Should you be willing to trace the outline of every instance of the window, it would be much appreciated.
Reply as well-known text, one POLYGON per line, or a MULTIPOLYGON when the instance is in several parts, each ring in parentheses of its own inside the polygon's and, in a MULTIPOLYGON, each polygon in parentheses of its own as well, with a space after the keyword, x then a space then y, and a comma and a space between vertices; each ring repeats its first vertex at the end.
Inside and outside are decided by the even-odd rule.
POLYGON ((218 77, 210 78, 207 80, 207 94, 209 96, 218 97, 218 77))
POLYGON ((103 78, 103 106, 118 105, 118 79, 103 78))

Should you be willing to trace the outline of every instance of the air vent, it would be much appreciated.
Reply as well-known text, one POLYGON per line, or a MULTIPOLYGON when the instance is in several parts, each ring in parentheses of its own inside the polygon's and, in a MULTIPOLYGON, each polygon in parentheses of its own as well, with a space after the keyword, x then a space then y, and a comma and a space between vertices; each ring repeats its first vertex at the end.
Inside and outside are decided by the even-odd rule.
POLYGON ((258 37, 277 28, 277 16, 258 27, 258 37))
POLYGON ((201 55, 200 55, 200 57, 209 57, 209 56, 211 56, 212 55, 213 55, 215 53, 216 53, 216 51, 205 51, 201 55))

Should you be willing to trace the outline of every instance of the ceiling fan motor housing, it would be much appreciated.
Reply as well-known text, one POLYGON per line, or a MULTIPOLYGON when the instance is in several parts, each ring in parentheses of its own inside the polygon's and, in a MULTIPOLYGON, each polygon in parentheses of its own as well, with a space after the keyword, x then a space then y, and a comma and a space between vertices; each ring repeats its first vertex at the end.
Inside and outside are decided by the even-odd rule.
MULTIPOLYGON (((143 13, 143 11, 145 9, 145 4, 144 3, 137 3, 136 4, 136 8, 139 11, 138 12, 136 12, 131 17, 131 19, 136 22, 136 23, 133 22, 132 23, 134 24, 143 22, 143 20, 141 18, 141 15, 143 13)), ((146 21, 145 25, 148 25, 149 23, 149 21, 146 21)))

==========

## PROBLEM DETAILS
Write out every line above again, character for character, without changing anything.

## REPLY TO THE TASK
Should you be willing to trace the outline of every instance of the window, it would be much appreciated.
Reply as well-known text, one POLYGON per line, or a MULTIPOLYGON when the instance is in several parts, each ring in parentheses of its own inside the polygon's and, in a MULTIPOLYGON, each polygon in parentheses of its own as well, with a space after the keyword, x then a space then y, and a comma and a space between vertices; each ring repeats its first vertex at the end.
Inside and outside are decided by the even-odd rule.
POLYGON ((218 77, 210 78, 207 80, 207 94, 209 96, 218 97, 218 77))
POLYGON ((103 78, 103 106, 118 105, 118 79, 103 78))

Should you be willing to trace the outline of every instance of the air vent, it would be much appreciated.
Reply as well-known text, one POLYGON per line, or a MULTIPOLYGON when the instance is in several parts, each ring in parentheses of its own inside the polygon's and, in a MULTIPOLYGON, each polygon in parentheses of its own as well, with a space after the keyword, x then a space then y, and a comma and a space between vertices; each ring repeats its first vertex at the end.
Inside and outside are decided by the even-odd rule.
POLYGON ((258 37, 277 28, 277 16, 258 27, 258 37))
POLYGON ((201 55, 200 55, 200 57, 209 57, 209 56, 211 56, 212 55, 213 55, 215 53, 216 53, 216 51, 205 51, 201 55))

Should you be willing to trace the outline of every instance of the ceiling fan motor housing, it would be much appreciated.
Reply as well-known text, one POLYGON per line, or a MULTIPOLYGON when the instance is in several parts, each ring in parentheses of its own inside the polygon's and, in a MULTIPOLYGON, each polygon in parentheses of its own as well, with a space after the keyword, x then a space then y, and a comma and a space between vertices; each ring repeats its first vertex at the end.
Inside and outside are decided by the even-odd rule.
MULTIPOLYGON (((143 13, 143 11, 145 9, 145 4, 144 3, 137 3, 136 4, 136 8, 139 11, 138 12, 136 12, 131 17, 131 19, 136 22, 136 23, 133 22, 132 23, 134 24, 143 22, 143 20, 141 18, 141 15, 143 13)), ((146 21, 145 25, 148 25, 149 23, 149 21, 146 21)))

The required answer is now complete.